**WHAT TO DO**. Reproduce, word for word, every line starting at the line that contains "put a marker on the firefighter gloved hand" and ending with the final line of the entries.

(Saved data entries)
==================================================
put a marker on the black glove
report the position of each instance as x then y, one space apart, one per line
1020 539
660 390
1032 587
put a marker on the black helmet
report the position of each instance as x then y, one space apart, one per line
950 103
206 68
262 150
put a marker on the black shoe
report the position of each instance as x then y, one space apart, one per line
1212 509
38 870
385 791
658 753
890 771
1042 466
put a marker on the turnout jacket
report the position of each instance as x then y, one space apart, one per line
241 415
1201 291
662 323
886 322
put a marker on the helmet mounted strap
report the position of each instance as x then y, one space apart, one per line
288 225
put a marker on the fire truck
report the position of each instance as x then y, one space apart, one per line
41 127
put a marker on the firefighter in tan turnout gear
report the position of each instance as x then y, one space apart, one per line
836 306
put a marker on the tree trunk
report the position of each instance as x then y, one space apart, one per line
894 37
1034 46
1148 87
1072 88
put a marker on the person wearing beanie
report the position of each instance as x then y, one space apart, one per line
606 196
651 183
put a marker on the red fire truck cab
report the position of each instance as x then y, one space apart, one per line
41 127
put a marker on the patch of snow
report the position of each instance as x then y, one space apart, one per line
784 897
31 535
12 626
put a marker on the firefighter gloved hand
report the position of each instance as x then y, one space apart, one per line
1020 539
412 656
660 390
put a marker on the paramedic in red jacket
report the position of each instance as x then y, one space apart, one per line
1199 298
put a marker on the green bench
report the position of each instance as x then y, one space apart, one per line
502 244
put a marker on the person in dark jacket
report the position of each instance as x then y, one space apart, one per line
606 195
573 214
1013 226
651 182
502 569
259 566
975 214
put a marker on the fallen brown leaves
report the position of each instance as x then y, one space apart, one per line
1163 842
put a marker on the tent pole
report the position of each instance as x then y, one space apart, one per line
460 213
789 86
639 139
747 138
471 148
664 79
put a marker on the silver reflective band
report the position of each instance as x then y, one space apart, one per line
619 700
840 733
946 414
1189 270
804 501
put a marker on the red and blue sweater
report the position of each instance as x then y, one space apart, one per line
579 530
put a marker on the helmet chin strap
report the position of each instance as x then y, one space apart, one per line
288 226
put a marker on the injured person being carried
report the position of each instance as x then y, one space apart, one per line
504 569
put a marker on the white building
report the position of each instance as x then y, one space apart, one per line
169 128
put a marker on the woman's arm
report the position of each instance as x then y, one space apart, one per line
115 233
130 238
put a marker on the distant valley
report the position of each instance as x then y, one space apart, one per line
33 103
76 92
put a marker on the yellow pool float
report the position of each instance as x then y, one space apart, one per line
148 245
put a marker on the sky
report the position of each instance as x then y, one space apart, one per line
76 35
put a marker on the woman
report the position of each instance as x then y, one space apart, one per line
==================================================
**OUTPUT OF THE TASK**.
put a marker on the firefighter gloved hand
report the position of each instance as x then y, one space apart, one per line
1020 539
412 656
660 390
put a marker on the paramedic in red jacket
report the position of each instance as x then y, one space apart, one per line
1199 298
put a marker on the green bench
report the position of each instance as x then y, one space apart, one per line
502 244
put a marker on the person in dark jacket
report the position of each instance as x then y, one space apart, one per line
606 195
573 214
1013 226
651 182
502 569
259 566
975 214
put a marker on the fallen brown leaves
report the position of each instance as x then y, one space apart, one per line
1163 842
put a marker on the tent pole
report the position of each instance as x then y, one space apart, one per line
460 213
789 86
639 139
747 138
471 148
664 79
put a marker on the silver reflective band
report the position of each instance as x then y, one space apart, one per line
619 700
840 733
946 414
1189 270
804 501
put a marker on the red and blue sweater
report the position of each instance as x then y, one space apart, one per line
579 530
put a marker on the helmet chin strap
report the position of each instance as x then y, one space apart, one per line
288 226
put a marker on the injured person being carried
report the position of each instance as x then y, one space apart, one per line
504 569
put a marker on the white building
report the position of each instance as x then y, one space apart, one per line
169 128
put a marker on the woman's arm
report the position of each instance as x then y, one space apart, one per line
115 233
130 238
put a marker on the distant valley
report the position of each instance as x then y, one space apart, one per line
33 103
76 92
put a marker on the yellow pool float
report the position of each instance as x then y, one space apart, one per line
148 245
put a marker on the sky
report the position of each instance as x then y, one space apart, one per line
76 35
put a marker on the woman
report the position of each instance as x then y, one space apart, one per line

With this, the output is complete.